**Input data**:
Start

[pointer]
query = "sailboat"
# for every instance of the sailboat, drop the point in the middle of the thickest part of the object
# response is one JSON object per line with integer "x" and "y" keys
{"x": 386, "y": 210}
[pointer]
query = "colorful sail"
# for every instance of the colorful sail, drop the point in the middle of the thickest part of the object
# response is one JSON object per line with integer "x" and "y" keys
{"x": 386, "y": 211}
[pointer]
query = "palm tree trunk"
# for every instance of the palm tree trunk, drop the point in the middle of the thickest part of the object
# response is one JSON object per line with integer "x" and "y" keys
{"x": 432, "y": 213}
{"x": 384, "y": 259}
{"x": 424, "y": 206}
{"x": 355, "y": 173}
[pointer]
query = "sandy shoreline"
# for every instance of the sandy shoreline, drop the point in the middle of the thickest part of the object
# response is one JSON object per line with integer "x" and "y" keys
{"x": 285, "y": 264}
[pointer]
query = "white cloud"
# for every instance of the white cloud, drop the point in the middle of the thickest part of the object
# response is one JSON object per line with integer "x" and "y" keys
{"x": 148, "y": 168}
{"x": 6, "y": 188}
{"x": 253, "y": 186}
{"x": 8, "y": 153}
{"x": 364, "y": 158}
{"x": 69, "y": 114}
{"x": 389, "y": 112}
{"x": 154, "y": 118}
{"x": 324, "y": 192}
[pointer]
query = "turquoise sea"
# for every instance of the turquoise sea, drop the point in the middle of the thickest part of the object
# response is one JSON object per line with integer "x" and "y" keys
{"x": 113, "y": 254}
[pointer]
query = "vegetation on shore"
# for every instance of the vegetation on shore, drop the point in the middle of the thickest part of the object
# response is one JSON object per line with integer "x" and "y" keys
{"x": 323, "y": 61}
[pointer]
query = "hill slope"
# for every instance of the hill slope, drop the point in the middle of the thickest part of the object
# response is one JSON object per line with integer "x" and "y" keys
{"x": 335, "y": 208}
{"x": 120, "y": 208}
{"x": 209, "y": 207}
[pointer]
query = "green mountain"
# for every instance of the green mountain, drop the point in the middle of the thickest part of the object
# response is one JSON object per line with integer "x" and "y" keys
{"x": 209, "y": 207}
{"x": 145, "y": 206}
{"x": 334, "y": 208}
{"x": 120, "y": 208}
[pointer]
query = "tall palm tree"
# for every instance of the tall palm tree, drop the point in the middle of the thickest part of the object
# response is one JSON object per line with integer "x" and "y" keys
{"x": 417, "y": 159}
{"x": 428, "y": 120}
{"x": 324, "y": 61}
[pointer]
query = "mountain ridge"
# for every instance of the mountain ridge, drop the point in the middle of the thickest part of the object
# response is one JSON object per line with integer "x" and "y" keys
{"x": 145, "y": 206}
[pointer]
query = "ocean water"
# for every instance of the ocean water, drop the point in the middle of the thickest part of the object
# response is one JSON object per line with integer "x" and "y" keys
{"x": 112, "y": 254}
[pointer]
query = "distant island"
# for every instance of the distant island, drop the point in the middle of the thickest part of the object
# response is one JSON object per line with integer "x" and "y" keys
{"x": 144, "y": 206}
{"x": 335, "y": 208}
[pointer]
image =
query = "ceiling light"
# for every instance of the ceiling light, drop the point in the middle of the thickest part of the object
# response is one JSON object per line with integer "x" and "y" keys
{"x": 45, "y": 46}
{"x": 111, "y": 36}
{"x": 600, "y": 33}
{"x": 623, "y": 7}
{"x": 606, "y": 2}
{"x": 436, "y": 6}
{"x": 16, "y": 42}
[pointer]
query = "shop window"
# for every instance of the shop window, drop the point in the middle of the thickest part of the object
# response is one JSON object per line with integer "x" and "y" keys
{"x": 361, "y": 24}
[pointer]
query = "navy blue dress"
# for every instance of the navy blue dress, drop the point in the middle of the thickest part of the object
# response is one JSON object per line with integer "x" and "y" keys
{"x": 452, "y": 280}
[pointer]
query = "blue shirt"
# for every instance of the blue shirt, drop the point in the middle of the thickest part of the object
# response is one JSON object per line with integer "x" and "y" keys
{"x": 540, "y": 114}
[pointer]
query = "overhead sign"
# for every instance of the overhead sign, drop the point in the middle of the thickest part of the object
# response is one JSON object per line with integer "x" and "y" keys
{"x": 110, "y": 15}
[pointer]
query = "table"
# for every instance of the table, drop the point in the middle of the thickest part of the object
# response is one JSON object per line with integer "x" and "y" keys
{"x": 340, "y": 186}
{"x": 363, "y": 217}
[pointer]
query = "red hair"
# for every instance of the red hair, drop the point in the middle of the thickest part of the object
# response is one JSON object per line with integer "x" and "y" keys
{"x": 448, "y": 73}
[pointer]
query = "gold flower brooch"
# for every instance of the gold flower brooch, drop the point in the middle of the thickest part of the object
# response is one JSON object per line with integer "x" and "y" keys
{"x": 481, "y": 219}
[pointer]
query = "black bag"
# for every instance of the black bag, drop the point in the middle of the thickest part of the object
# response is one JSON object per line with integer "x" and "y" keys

End

**Exercise brief**: Print the material once more, exactly.

**Written response**:
[pointer]
query = "sailboat"
# for every instance of the sailboat, drop the point in the middle of the thickest part of the object
# response is one JSON object per line with integer "x" and "y" keys
{"x": 386, "y": 210}
[pointer]
query = "colorful sail"
# for every instance of the colorful sail, drop the point in the middle of the thickest part of the object
# response is one JSON object per line with integer "x" and "y" keys
{"x": 386, "y": 211}
[pointer]
query = "palm tree trunk"
# for every instance of the palm tree trunk, drop the point in the middle of the thickest part of the object
# response is one JSON object per line with integer "x" and "y" keys
{"x": 432, "y": 213}
{"x": 384, "y": 259}
{"x": 424, "y": 206}
{"x": 355, "y": 173}
[pointer]
query = "sandy shoreline"
# for every instance of the sandy shoreline, drop the point in the middle of the thickest part of the object
# response is one JSON object per line with integer "x" and "y" keys
{"x": 285, "y": 264}
[pointer]
query = "white cloud"
# for every instance of the white cloud, drop the point in the middle of the thickest part of the object
# response is one JSON object per line with integer "x" and "y" keys
{"x": 148, "y": 168}
{"x": 6, "y": 188}
{"x": 253, "y": 186}
{"x": 8, "y": 153}
{"x": 364, "y": 158}
{"x": 69, "y": 114}
{"x": 389, "y": 112}
{"x": 154, "y": 118}
{"x": 324, "y": 192}
[pointer]
query = "turquoise sea"
# for every instance of the turquoise sea, drop the point in the middle of the thickest part of the object
# response is one JSON object per line with integer "x" and "y" keys
{"x": 113, "y": 254}
[pointer]
query = "vegetation on shore"
# for every instance of the vegetation on shore, drop the point in the middle of the thickest part of the object
# response is one JSON object per line with integer "x" and "y" keys
{"x": 323, "y": 61}
[pointer]
query = "hill slope"
# for every instance of the hill slope, drop the point in the middle of the thickest part of the object
# response is one JSON object per line with integer "x" and "y" keys
{"x": 335, "y": 208}
{"x": 120, "y": 208}
{"x": 209, "y": 207}
[pointer]
query = "green mountain"
# for every instance of the green mountain, drop the point in the middle of the thickest part of the object
# response is one JSON object per line with integer "x" and "y" keys
{"x": 209, "y": 207}
{"x": 145, "y": 206}
{"x": 334, "y": 208}
{"x": 120, "y": 208}
[pointer]
query = "tall palm tree"
# for every instance of the tall palm tree, drop the point in the middle of the thickest part of the object
# response is one JSON object per line with integer "x" and "y" keys
{"x": 417, "y": 159}
{"x": 428, "y": 120}
{"x": 324, "y": 61}
[pointer]
query = "mountain ridge"
# for every instance of the mountain ridge, drop the point in the middle of the thickest part of the object
# response is one JSON object per line with integer "x" and "y" keys
{"x": 145, "y": 206}
[pointer]
query = "ocean water"
# for every instance of the ocean water, drop the point in the middle of the thickest part of the object
# response is one JSON object per line with integer "x" and "y" keys
{"x": 112, "y": 254}
[pointer]
query = "distant island"
# for every instance of the distant island, drop the point in the middle of the thickest part of the object
# response is one JSON object per line with integer "x" and "y" keys
{"x": 144, "y": 206}
{"x": 335, "y": 208}
[pointer]
image =
query = "ceiling light"
# for every instance of the ceiling light, drop the point in the middle of the thickest part of the object
# response is one JSON object per line with integer "x" and "y" keys
{"x": 45, "y": 46}
{"x": 111, "y": 36}
{"x": 600, "y": 33}
{"x": 623, "y": 7}
{"x": 606, "y": 2}
{"x": 436, "y": 6}
{"x": 16, "y": 42}
[pointer]
query = "shop window"
# for every instance of the shop window, drop the point in the middle of the thickest part of the object
# response is one JSON object per line with integer "x" and "y" keys
{"x": 361, "y": 24}
[pointer]
query = "navy blue dress"
# for every instance of the navy blue dress, drop the point in the middle of the thickest part of the object
# response is one JSON object per line with integer "x" and "y" keys
{"x": 452, "y": 280}
[pointer]
query = "blue shirt"
# for every instance of the blue shirt, drop the point in the middle of the thickest part of the object
# response is one JSON object per line with integer "x" and "y" keys
{"x": 540, "y": 114}
[pointer]
query = "overhead sign"
# for every instance of the overhead sign, drop the point in the middle of the thickest part of the object
# response is one JSON object per line with integer "x" and "y" keys
{"x": 110, "y": 15}
[pointer]
query = "table"
# for every instance of the table, drop the point in the middle of the thickest part of the object
# response is one JSON object per line with integer "x" and "y" keys
{"x": 340, "y": 186}
{"x": 363, "y": 217}
[pointer]
query = "red hair"
# for every instance of the red hair, drop the point in the middle of the thickest part of the object
# response is one JSON object per line with integer "x" and "y" keys
{"x": 448, "y": 73}
[pointer]
query = "gold flower brooch"
# for every instance of the gold flower brooch, drop the point in the middle of the thickest part of the object
# response is one JSON object per line with integer "x" and "y" keys
{"x": 481, "y": 219}
[pointer]
query = "black bag"
# for every instance of the black bag, drop the point in the middle of the thickest part of the object
# response is one JSON object per line with integer "x" and "y" keys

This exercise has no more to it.